DIRECTIONS: Look over the lines below. Report each one that includes the string "sweater".

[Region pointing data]
↓

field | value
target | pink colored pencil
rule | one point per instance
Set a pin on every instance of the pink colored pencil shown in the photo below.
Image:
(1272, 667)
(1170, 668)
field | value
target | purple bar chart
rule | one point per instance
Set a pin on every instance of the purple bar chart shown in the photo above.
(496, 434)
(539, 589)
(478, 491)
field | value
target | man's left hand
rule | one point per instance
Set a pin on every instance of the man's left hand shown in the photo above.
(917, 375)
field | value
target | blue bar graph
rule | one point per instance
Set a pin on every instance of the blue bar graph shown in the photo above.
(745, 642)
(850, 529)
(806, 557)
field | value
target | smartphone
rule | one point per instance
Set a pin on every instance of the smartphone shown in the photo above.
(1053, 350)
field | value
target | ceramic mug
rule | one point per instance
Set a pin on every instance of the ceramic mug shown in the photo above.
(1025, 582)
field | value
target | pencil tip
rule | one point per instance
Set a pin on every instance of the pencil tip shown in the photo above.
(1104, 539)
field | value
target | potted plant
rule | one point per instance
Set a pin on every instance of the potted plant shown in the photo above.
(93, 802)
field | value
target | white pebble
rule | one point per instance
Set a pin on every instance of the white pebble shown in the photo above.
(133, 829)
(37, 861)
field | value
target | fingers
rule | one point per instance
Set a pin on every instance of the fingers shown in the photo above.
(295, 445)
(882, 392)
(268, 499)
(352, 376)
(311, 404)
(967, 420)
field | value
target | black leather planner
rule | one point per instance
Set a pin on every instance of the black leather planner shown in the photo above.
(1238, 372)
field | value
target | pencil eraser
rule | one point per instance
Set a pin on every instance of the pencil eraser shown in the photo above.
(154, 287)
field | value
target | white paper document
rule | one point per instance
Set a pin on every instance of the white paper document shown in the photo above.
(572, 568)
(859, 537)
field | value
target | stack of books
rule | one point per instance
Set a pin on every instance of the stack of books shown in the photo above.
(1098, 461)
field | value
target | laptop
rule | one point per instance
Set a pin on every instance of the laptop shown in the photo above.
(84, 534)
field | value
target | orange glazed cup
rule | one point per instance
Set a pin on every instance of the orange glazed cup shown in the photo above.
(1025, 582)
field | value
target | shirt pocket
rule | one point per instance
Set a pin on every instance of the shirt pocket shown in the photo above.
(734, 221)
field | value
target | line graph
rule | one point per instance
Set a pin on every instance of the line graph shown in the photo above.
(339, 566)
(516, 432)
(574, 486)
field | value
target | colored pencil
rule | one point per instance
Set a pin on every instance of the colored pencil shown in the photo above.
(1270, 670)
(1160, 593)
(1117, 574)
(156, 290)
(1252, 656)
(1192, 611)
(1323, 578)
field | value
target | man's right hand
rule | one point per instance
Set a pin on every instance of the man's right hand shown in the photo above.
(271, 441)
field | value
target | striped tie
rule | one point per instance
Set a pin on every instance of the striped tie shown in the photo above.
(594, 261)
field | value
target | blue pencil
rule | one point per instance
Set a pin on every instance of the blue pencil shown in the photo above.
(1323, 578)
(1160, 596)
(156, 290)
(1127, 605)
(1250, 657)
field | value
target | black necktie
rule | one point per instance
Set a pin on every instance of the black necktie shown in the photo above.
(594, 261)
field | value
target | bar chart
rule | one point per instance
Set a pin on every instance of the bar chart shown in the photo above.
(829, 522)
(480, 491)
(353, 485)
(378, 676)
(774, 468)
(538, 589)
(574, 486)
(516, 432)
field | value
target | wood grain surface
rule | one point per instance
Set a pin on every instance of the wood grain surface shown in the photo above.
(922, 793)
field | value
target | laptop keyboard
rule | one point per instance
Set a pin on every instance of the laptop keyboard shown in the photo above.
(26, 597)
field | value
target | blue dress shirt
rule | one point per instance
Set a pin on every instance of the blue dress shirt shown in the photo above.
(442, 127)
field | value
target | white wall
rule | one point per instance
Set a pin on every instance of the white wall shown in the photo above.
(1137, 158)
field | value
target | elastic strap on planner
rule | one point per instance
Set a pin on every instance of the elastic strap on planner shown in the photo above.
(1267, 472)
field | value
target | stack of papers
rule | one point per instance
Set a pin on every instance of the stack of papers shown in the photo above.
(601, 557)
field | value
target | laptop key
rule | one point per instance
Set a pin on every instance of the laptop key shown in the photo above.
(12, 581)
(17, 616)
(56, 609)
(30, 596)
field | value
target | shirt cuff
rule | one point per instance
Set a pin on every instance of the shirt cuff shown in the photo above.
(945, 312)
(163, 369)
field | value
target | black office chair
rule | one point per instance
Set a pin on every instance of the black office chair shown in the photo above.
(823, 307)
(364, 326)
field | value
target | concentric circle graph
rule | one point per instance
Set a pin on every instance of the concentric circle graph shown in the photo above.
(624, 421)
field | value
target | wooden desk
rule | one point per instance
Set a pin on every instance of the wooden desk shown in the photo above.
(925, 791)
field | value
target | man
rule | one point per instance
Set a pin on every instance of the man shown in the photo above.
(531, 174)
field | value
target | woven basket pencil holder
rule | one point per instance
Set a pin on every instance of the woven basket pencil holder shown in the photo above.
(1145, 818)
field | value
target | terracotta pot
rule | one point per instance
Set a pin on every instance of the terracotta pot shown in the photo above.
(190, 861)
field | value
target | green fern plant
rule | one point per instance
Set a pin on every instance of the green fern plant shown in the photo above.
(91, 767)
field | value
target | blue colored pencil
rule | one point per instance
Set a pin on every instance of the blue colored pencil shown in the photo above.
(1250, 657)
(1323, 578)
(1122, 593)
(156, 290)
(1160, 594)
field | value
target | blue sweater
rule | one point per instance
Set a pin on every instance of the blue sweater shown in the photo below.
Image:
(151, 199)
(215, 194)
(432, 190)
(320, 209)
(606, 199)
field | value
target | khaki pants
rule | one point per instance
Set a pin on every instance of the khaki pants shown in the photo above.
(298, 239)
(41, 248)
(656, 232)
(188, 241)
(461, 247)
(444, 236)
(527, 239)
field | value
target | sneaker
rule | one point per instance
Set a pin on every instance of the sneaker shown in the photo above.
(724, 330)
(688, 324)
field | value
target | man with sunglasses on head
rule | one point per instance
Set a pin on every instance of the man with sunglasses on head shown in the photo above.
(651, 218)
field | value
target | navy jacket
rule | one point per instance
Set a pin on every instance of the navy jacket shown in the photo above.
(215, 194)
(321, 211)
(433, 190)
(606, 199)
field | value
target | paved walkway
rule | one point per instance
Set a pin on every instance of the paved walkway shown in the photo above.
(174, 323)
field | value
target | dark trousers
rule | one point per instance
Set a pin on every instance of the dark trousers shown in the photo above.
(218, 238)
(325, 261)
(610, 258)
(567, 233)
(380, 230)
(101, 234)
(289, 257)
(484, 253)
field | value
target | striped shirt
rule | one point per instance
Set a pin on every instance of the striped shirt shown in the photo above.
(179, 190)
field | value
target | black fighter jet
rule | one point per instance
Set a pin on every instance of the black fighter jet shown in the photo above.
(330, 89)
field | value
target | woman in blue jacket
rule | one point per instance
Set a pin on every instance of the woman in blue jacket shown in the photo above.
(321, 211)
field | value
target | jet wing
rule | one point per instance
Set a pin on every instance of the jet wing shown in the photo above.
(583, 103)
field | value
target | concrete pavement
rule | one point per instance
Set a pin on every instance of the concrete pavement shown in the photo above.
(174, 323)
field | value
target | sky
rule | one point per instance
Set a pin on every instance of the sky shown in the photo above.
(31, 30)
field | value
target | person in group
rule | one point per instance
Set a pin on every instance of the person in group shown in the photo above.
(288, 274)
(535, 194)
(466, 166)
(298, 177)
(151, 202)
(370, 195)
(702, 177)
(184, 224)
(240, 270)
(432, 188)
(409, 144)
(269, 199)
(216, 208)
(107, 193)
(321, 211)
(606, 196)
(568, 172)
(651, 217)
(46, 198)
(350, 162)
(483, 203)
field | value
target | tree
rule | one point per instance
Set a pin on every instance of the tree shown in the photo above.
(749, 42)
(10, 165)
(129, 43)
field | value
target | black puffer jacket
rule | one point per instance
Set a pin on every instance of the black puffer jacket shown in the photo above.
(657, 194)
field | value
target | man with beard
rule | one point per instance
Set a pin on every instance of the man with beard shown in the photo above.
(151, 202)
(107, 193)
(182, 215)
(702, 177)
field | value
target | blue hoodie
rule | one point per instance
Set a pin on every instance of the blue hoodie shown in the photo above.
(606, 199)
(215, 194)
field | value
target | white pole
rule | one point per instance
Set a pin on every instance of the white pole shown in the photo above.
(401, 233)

↑

RESULT:
target | blue sweater
Set a pin on every instance of the blue sweater shown in the photo below.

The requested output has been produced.